# Passage to read:
[CST-2] Kolmogorov complexity - cost of sorting

[Jonny Graham]

Yes, We are trying to prove that we can't sort faster than nlogn for 
arbitrary data.
nloglogn is faster than nlogn so yes, the argument (when fixed thanks to 
James...) would work. But since we can't sort faster than nlogn, we 
certainly can't sort faster than nloglogn anyway, so there's no problem.

The nlogn comes from the random permutation. Things can be arranged in 
n! ways which basically gives us a Kolmogorov complexity of nlogn 
(Stirling's approximation).



Jamie Shotton wrote:
> I seem to be missing something:  What exactly are we trying to prove?
> That we can't sort faster than nlogn for arbitrary data?  And in the
> argument below, what's to stop you substituting e.g. nloglogn for nlogn?
> AFAICS that makes no difference to the argument but gives a different
> result...?

# Collected data:
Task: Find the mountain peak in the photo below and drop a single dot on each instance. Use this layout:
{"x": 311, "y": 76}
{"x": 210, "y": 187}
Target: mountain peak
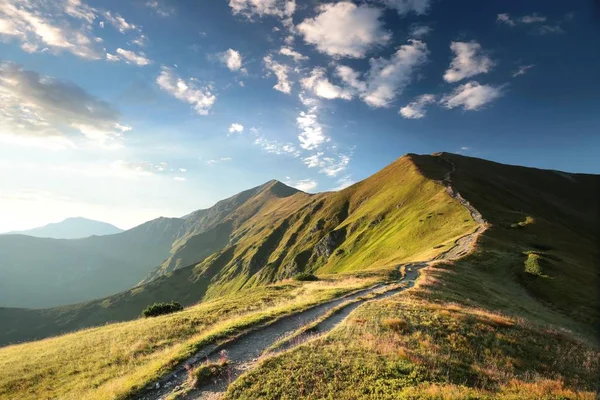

# The request:
List every distinct mathematical expression involving n that appears in the thread on the cost of sorting.

# Expected answer:
nlogn, nloglogn, n!